— Texto fornecido —
####################

O que eu quero aqui é falar da pouca-vergonha que se tornou o futebol dentro de campo, também. A Seleção Brasileira perdeu as duas últimas Copas do Mundo de maneira bizarra, especialmente 2006. O futebol que antes entrava em campo com obrigação de vencer e convencer agora virou um time comum, que entra em campo pensando "vamos lá ver o que a gente pode fazer". Ficaria difícil fazer o povão fechar os olhos à roubalheira que certamente já está sendo feita para sediar a Copa se o mesmo povão não estivesse completamente absorto com a Seleção e a própria Copa. E que maneira melhor de fazer isso que não com os times mais populares do País na crista da onda?

Dentro de campo, o futebol do Rio de Janeiro é sofrível faz tempo. Mas a CBF é do Rio. Tira de lá boa parte de sua base de sustentação política. Não é interessante para ela que os times do Rio vão mal. Pois em 2009, após uma sequência de três títulos nacionais do São Paulo, o Flamengo foi campeão e o Fluminense foi salvo do rebaixamento por vigarices indisfarçáveis dentro de campo. Principalmente num jogo contra o Palmeiras, apitado por Carlos Eugênio Simon, cidadão que particularmente nunca me enganou. Ele anulou um gol absolutamente incontestável do Palmeiras num momento capital do jogo, que o Fluminense depois acabou ganhando. Em 2010, o próprio Fluminense foi campeão. Neste ano, as arbitragens foram ridiculamente favoráveis ao Flamengo, que não conseguiu aproveitar as chances ao seu favor, porque o time era muito medíocre. Plano B: Corinthians. Após um rebaixamento-punição à Série B, por ter se associado a gângsteres outros qu não a própria CBF, sem o beneplácito dela e sem repartir a pilhagem com ela, voltou à Série A com força total e para os braços abertos da entidade. Não vou falar do campeonato todo, mas focarei nas duas últimas rodadas. O Vasco da Gama era o único time com chances de tirar o título do Corinthians. O Vasco foi assaltado dentro de campo no jogo contra o Botafogo, um de seus maiores rivais, para evitar que a decisão do título ao Corinthians fosse adiada para o último jogo, contra o SEU maior rival, Palmeiras. O Corinthians ganhou do Figueirense - sim, enquanto o Vasco terminava o campeonato com dois clássicos, o último deles, contra o Flamengo, seu maior rival, o Corinthians jogava com o Figueirense antes de finalizar sua participação - mas o Vasco perseverou e também ganhou, levando a decisão para o último jogo.

Em Vasco e Flamengo, um pênalti clamoroso não é assinalado para o Vasco quando o jogo ainda estava 0 x 0. Em Corinthians e Palmeiras, o Corinthians precisava apenas empatar e jogou o primeiro tempo inteiro morrendo de medo de levar gol. E o Palmeiras buscou o jogo o tempo todo. No segundo tempo, poucos minutos se passam até que num lance absolutamente normal, que, na minha ótica, nem falta foi, o juiz expulsa Valdivia, principal jogador do Palmeiras, que nem tinha cartão amarelo. Para "compensar", ou melhor, tentar fazer parecer que não estava favorecendo o Corinthians, expulsou um zé-ninguém perna-de-pau do Corinthians.

####################

— Tarefas propostas —
**a)** Traduza para o inglês a seguinte frase do texto sobre o futebol brasileiro: "Dentro de campo, o futebol do Rio de Janeiro é sofrível faz tempo."
**b)** Responda às perguntas abaixo com base no texto sobre o futebol brasileiro.
(i) Quem apitou o jogo de 2009 entre Fluminense e Palmeiras?
(ii) Qual jogador do Palmeiras foi expulso no jogo contra o Corinthians?
(iii) Contra qual time o Vasco jogou a última partida do campeonato?
**c)** Dê a continuação do texto sobre o futebol brasileiro a partir da última frase apresentada.
O material não tem nenhum papel nesta atividade.

####################

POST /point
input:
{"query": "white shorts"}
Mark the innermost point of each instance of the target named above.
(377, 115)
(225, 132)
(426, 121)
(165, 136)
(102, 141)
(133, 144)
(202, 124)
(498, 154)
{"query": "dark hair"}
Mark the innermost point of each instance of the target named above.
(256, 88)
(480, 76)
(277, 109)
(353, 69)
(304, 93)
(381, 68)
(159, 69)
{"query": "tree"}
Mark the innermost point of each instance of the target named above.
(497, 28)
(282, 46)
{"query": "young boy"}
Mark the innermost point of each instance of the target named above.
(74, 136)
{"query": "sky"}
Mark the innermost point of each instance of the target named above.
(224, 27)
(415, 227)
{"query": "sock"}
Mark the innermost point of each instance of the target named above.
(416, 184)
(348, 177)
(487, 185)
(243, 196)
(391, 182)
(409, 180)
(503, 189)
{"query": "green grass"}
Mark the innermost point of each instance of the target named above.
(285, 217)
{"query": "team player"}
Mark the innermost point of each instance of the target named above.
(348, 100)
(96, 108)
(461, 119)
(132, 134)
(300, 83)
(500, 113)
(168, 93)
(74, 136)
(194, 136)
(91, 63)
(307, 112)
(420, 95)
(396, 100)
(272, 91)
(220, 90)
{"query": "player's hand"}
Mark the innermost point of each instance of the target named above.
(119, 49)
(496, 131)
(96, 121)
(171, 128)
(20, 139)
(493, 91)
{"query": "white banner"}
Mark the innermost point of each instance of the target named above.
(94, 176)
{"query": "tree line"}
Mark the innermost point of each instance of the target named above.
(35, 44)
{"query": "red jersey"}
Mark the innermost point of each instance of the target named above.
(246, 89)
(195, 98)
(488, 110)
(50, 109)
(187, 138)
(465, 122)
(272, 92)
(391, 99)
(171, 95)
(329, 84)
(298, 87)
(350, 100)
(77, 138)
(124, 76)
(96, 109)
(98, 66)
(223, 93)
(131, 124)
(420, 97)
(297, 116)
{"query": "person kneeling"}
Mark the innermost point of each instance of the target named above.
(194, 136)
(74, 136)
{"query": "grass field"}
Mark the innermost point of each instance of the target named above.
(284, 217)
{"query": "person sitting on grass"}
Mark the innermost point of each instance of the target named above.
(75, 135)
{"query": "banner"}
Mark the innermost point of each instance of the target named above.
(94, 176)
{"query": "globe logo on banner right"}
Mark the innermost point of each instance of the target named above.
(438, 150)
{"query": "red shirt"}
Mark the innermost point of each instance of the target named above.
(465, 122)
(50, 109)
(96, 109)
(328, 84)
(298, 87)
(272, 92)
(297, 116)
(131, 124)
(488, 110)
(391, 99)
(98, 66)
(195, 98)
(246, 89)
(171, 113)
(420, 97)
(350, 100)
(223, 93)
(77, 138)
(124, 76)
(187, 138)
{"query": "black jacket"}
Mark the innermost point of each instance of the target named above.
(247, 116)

####################

— Respostas por tarefa —
**a)** On the field, Rio de Janeiro soccer has been poor for a long time.

**b)**
(i) Carlos Eugênio Simon.
(ii) Valdivia.
(iii) O Flamengo.

**c)**
O resultado, todos sabem. As conclusões são as seguintes: sendo muito politicamente correto, digamos que o futebol brasileiro não merece o benefício da dúvida desde pelo menos 2005. Na verdade, e os bons modos hipócritas que vão às favas, o futebol está comprado pelo menos desde 2005. A FIFA não tem interesse em introduzir as tecnologias que citei pois elas praticamente inviabilizariam a manipulação de jogos e da arbitragem, quando lhe conviesse. Há dois tipos de torcedores "beneficiados" por essa situação: os ingênuos e os que coadunam com as falcatruas. Entre esses, há os que se conformam com as ilegalidades, especialmente com o Brasil, terra da malandragem "aqui é tudo assim, mesmo, dane-se, todo mundo rouba. Espero que o meu time ganhe no final das contas, de qualquer jeito" e há os que acham certo ganhar dessa forma. Eu não tenho dados empíricos que comprovem que os corintianos são mais afetos a isto do que outros tipos de torcedores, embora eles ocupem as prisões paulistas numa proporção assombrosamente maior do que aquela em que eles são a maioria na população comum. E os demais times, se estivessem na mesma posição política junto à CBF que o Corinthians está hoje, provavelmente fariam a mesma coisa. Então, meu amigo, se você comemora resultados positivos no futebol brasileiro e, especialmente hoje, se você é um corintiano feliz e satisfeito, você é ou otário ou bandido. Se não é nem um nem outro, deveria estar com vergonha.

Já eu, torço que nem um maluco que estoure algum escândalo gigantesco, enlamaçado e indisfarçável pouco antes de 2014 - que haverá, haverá, é só questão de alguém ter coragem de investigar e divulgar - e a FIFA, para não cair em (total) descrédito, faça com o Brasil o que fez com a Colômbia em 86 e mande a Copa para o Canadá ou os Estados Unidos, ambos países capazes de receber a Copa com louvor amanhã, se for necessário.

quarta-feira, 7 de dezembro de 2011

Frase do dia

Almocei com um bom amigo hoje que fazia tempo que não via. Foi muito agradável, mas ao final do cafezinho, que nós tomávamos na empresa dele, sob o abrigo do teto da oficina dele, portanto, começou a cair uma senhora chuva de verão. Ele não ia mais sair à rua, estava entregue e coberto, mas eu ainda precisava caminhar até o meu carro, que estava umas três quadras dali, e eu obviamente estava sem guarda-chuva. Aliás, isto merecerá um dia um tópico específico, mas desde já guardem que eu ODEIO guarda-chuvas, o porquê eu explicarei no referido tópico.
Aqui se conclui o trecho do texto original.